* Exercise: Please repeat the rows below, swapping "one dot per instance" for "one mark per instance" wherever it occurs and leaving all else as it stands.

* Extracted entries:
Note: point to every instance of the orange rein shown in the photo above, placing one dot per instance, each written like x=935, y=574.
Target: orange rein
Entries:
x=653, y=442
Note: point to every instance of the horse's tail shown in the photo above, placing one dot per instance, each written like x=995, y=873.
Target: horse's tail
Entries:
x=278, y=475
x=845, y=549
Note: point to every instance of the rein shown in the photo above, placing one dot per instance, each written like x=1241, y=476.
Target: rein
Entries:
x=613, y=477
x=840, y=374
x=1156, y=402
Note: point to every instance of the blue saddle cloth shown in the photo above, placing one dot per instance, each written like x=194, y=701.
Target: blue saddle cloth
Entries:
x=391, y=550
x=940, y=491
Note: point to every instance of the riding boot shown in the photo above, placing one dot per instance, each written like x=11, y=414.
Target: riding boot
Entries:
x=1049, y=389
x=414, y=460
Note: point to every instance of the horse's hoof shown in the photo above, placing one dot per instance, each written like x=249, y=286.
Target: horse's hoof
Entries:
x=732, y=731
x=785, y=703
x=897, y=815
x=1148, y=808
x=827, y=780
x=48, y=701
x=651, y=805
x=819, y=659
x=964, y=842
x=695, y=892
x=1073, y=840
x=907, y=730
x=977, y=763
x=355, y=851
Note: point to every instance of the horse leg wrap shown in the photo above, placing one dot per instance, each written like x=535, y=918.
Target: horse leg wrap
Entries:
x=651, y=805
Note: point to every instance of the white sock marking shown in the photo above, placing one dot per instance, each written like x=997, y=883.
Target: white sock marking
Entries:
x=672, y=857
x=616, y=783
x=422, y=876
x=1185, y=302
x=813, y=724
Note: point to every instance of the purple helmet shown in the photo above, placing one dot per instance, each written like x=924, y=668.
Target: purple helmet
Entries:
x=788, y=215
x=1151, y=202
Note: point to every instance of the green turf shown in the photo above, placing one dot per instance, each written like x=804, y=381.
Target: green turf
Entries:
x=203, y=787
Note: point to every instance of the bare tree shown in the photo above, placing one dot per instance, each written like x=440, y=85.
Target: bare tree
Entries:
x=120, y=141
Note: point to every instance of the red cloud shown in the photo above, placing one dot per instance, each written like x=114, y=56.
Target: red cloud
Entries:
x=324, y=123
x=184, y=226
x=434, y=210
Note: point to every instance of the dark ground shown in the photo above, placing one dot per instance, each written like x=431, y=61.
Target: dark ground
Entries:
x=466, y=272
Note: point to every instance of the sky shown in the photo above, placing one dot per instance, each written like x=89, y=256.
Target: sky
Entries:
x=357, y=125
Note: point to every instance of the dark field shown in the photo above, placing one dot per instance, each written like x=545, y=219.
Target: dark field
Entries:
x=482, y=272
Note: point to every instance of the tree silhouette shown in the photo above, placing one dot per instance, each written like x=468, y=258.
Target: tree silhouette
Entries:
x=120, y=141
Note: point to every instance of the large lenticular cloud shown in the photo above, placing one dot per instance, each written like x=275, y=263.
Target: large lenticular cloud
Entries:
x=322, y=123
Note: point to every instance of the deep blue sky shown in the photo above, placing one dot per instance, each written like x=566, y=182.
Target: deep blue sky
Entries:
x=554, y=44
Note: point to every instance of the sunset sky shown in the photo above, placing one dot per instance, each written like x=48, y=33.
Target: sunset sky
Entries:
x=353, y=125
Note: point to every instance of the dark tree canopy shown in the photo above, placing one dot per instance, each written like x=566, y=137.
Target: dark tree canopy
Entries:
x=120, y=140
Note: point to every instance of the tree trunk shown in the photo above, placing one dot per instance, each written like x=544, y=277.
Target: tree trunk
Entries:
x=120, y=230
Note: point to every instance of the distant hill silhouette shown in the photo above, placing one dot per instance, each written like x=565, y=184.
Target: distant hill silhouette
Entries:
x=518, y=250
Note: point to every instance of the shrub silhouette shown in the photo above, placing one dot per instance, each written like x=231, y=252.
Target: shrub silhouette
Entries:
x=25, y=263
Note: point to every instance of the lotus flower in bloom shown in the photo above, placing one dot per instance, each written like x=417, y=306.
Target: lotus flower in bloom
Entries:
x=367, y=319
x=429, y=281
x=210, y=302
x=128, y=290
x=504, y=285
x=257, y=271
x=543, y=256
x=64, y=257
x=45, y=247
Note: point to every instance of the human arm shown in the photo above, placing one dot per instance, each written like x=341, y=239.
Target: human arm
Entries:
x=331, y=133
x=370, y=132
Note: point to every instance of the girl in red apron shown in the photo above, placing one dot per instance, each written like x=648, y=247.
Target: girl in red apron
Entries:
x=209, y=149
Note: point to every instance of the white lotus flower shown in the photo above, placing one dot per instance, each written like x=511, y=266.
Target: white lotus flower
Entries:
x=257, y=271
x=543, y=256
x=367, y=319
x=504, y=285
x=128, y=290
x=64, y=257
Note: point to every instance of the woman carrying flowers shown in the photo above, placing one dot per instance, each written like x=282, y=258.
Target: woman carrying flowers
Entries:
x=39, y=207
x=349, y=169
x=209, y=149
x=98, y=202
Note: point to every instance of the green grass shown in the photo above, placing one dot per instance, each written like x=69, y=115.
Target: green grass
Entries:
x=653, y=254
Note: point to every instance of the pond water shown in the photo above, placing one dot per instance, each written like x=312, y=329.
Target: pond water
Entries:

* Output for this task:
Note: point to every instance of the orange rein shown in the photo above, placing one mark per instance, each written like x=935, y=574.
Target: orange rein
Entries:
x=653, y=442
Note: point to every instance of the horse's tail shown in the photo above, placing one mark per instance, each written like x=995, y=873.
Target: horse's tail
Entries:
x=278, y=475
x=845, y=549
Note: point to every instance of the rein shown in the photo above, placing one mark per instance, each written like x=1241, y=476.
Target: rein
Entries:
x=613, y=477
x=840, y=374
x=1156, y=402
Note: point to every instance of the blue saddle cloth shown in the photo above, placing one mark per instance, each written like x=194, y=701.
Target: blue saddle cloth
Entries:
x=391, y=550
x=940, y=491
Note: point to every instance of the riding boot shown in the photo above, placing one mark per instance, each written like x=11, y=414.
Target: riding boot
Entries:
x=1049, y=389
x=414, y=460
Note: point to every instance of the horse's hoof shown in the photo above, placing one mark per instance, each written like x=249, y=286.
Target: horse's hoof
Entries:
x=732, y=731
x=785, y=703
x=897, y=815
x=1148, y=808
x=827, y=780
x=48, y=701
x=651, y=805
x=819, y=659
x=964, y=842
x=695, y=892
x=1073, y=840
x=907, y=730
x=977, y=763
x=355, y=851
Note: point to every instance of the horse leg wrap shown in the photo above, placing one mark per instance, each written like x=535, y=918.
Target: horse leg wrap
Entries:
x=651, y=805
Note: point to every instance of the white sock marking shown in the photo above, placing one mark per instance, each written like x=997, y=883.
Target: white sock marking
Entries:
x=672, y=857
x=616, y=783
x=422, y=876
x=1185, y=302
x=813, y=724
Note: point to every instance of the purple helmet shown in the photo above, placing one mark per instance, each written like x=924, y=668.
Target: purple helmet
Entries:
x=788, y=215
x=1151, y=202
Note: point to every instance of the green turf shown in the photo above, placing one mark per instance, each written like x=804, y=381.
Target: green turf
Entries:
x=203, y=787
Note: point to every instance of the bare tree shown in the photo above, placing one mark per instance, each written like x=440, y=85.
Target: bare tree
Entries:
x=120, y=141
Note: point to every instance of the red cloud shown in the photo above, placing one mark per instance, each written like x=114, y=56.
Target: red cloud
Entries:
x=324, y=123
x=184, y=226
x=434, y=210
Note: point to every instance of the dark ground shown in the photo above, placing one mark per instance, each written like x=431, y=61.
Target: dark ground
Entries:
x=466, y=272
Note: point to every instance of the sky shown in the photo above, placing one mark per instance, each written like x=89, y=256.
Target: sky
Entries:
x=357, y=125
Note: point to every instance of the dark field shown in the photo above, placing one mark per instance, each written like x=545, y=219.
Target: dark field
Entries:
x=482, y=272
Note: point to every instance of the tree silhouette shown in the photo above, placing one mark per instance, each written like x=468, y=258.
Target: tree silhouette
Entries:
x=120, y=141
Note: point to every instance of the large lenticular cloud shown in the photo above, placing one mark per instance, each written like x=275, y=263.
Target: large lenticular cloud
Entries:
x=322, y=123
Note: point to every instance of the deep blue sky shown in the photo above, placing one mark per instance, each written like x=566, y=182.
Target: deep blue sky
Entries:
x=554, y=44
Note: point to every instance of the sunset sky shown in the photo above, placing one mark per instance, each written like x=48, y=33.
Target: sunset sky
Entries:
x=353, y=125
Note: point to every instance of the dark tree canopy shown in the photo above, placing one mark per instance, each written like x=566, y=137.
Target: dark tree canopy
Entries:
x=120, y=140
Note: point to every instance of the tree trunk shown in the photo above, placing one mark per instance, each written like x=544, y=277.
Target: tree trunk
Entries:
x=120, y=230
Note: point to every instance of the distant hill silhouette shown in the photo above, placing one mark per instance, each written like x=565, y=184.
Target: distant hill silhouette
Entries:
x=518, y=250
Note: point to every instance of the shrub silhouette shown in the photo above, placing one mark per instance, each written like x=231, y=252.
Target: shrub silhouette
Entries:
x=25, y=263
Note: point to every instance of the lotus flower in bloom shown in the photo above, placing one mark per instance, each written like x=417, y=306.
Target: lotus flower in bloom
Entries:
x=367, y=319
x=429, y=281
x=210, y=302
x=128, y=290
x=504, y=285
x=257, y=271
x=543, y=256
x=64, y=257
x=45, y=247
Note: point to every instance of the human arm shown in the photo above, placing one mark per instance, each written like x=341, y=239.
Target: human arm
Entries:
x=331, y=133
x=370, y=132
Note: point to every instance of the girl in red apron shown in the photo above, placing one mark per instance, each written like x=648, y=247.
Target: girl in red apron
Entries:
x=209, y=149
Note: point to every instance of the white lotus flower shown in the photo above, placing one mark per instance, each written like x=511, y=266.
Target: white lotus flower
Entries:
x=257, y=271
x=543, y=256
x=367, y=319
x=504, y=285
x=128, y=290
x=64, y=257
Note: point to every instance of the woman carrying flowers shown in the photo above, placing one mark per instance, each written like x=282, y=258.
Target: woman carrying flowers
Entries:
x=39, y=207
x=349, y=169
x=209, y=149
x=98, y=202
Note: point to every instance of the green grass shown in the photo above, placing one mark per instance, each written like x=69, y=115.
Target: green grass
Entries:
x=653, y=254
Note: point to every instance of the pond water shown in the photo above, placing one mark per instance, each written like x=312, y=329.
Target: pond water
Entries:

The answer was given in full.